Stored data entries
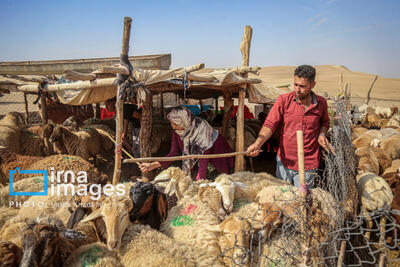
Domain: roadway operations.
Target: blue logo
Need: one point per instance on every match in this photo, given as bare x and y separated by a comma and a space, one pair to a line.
42, 172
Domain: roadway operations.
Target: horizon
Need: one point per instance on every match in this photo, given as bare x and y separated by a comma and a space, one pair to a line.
358, 34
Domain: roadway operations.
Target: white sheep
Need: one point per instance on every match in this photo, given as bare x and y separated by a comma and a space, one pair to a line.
375, 194
187, 223
95, 254
140, 243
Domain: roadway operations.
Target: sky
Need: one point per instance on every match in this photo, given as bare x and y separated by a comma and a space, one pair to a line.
362, 35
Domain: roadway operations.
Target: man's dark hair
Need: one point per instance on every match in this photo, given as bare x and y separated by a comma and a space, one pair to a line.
305, 71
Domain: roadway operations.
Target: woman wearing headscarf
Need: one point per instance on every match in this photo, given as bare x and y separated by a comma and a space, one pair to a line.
190, 136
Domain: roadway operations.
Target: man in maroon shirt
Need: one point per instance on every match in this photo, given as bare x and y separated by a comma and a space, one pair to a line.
299, 110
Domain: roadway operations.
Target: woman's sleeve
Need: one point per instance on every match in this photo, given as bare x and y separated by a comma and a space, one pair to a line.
174, 150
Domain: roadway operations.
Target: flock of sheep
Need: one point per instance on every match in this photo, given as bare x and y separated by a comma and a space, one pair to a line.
237, 220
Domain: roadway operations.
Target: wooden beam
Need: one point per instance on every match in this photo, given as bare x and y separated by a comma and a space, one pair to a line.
77, 76
26, 108
162, 62
109, 82
245, 50
120, 105
113, 69
228, 107
145, 131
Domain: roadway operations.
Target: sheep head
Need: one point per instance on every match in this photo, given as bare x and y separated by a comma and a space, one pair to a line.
176, 175
235, 239
213, 198
46, 242
115, 213
58, 133
226, 185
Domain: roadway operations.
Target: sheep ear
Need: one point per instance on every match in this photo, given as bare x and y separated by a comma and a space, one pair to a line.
170, 189
214, 228
94, 215
72, 234
240, 184
76, 216
162, 206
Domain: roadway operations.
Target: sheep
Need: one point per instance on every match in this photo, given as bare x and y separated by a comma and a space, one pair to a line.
373, 159
95, 254
140, 243
10, 254
357, 131
6, 214
366, 138
392, 146
9, 160
61, 163
187, 223
115, 213
46, 242
149, 205
10, 131
85, 143
31, 144
384, 112
394, 121
375, 194
33, 184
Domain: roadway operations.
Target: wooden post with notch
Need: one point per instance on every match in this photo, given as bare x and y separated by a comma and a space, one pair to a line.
245, 50
120, 105
145, 131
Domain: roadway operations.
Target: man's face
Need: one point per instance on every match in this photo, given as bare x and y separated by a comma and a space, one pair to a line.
302, 87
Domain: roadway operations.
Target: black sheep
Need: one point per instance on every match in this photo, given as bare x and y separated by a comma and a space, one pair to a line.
149, 205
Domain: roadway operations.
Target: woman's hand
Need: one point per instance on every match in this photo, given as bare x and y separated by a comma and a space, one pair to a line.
146, 167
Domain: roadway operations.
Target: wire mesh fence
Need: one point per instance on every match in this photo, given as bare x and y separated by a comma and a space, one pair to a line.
326, 229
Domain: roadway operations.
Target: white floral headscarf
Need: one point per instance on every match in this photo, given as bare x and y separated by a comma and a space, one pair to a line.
197, 134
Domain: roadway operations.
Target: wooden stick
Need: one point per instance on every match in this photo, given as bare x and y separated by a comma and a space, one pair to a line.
382, 260
115, 143
194, 67
113, 69
245, 50
26, 108
120, 104
370, 89
76, 76
71, 86
208, 156
341, 253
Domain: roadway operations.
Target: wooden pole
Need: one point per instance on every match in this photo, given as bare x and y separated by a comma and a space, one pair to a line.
145, 131
120, 105
97, 111
228, 107
303, 191
370, 89
162, 105
382, 260
43, 109
208, 156
26, 108
245, 50
341, 253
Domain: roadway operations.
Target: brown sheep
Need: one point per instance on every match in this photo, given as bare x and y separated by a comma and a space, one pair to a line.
10, 254
10, 131
46, 242
85, 143
357, 131
392, 146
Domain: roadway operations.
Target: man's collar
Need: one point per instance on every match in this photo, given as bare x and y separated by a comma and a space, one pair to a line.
313, 100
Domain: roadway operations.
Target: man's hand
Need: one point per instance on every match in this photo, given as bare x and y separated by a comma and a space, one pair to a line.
146, 167
323, 141
253, 150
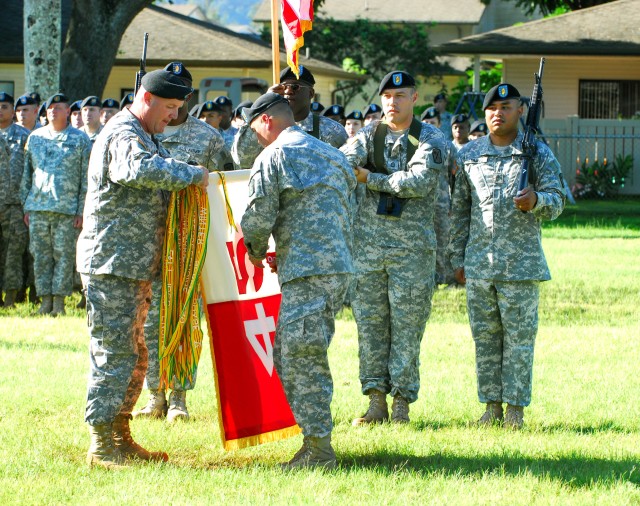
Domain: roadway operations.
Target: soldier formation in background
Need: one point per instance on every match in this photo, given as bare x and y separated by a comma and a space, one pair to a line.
401, 207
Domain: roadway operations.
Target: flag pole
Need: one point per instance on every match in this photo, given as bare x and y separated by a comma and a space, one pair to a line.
275, 41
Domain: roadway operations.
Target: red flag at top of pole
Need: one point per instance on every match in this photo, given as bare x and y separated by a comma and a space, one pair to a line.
297, 17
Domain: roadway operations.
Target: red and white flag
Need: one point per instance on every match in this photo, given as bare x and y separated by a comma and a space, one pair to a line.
297, 18
242, 304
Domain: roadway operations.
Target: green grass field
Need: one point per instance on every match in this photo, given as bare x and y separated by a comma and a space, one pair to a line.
580, 444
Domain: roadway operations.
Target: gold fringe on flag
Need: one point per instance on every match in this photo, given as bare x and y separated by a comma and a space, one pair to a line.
185, 248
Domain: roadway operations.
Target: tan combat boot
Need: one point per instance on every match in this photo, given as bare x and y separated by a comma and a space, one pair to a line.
514, 417
58, 306
378, 411
177, 406
102, 452
399, 410
492, 415
10, 298
156, 406
315, 452
127, 447
47, 305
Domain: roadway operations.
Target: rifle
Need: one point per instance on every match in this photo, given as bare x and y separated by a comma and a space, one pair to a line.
531, 128
143, 64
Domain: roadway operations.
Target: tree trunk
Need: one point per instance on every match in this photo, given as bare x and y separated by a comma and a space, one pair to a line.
42, 42
95, 30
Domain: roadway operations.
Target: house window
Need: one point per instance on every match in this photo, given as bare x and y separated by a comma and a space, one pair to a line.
609, 99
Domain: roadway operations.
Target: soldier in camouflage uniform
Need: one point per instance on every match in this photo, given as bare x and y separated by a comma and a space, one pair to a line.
299, 93
119, 254
54, 184
496, 248
193, 141
15, 235
394, 247
300, 191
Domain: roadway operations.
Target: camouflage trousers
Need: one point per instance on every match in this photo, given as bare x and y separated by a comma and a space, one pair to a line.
116, 310
442, 227
14, 237
306, 324
504, 324
391, 308
152, 337
52, 242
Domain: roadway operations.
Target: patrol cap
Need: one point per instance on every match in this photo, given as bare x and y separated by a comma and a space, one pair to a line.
25, 100
262, 104
178, 69
396, 79
430, 113
241, 105
305, 75
58, 98
165, 84
459, 118
110, 103
334, 110
209, 105
372, 109
478, 126
502, 91
91, 101
224, 101
35, 96
126, 100
5, 97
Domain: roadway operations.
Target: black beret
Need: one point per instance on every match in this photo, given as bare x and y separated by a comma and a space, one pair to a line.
25, 100
334, 110
58, 98
459, 118
209, 105
91, 101
241, 105
429, 113
165, 84
110, 103
305, 75
126, 100
262, 104
372, 109
478, 126
178, 69
396, 79
5, 97
224, 101
502, 91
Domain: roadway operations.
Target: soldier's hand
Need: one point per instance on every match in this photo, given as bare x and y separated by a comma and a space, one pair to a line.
256, 261
458, 274
526, 199
277, 88
361, 174
205, 177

**Brief**. Write down how many lines in the data contain "pole". Add nothing else.

**Exercise output**. 3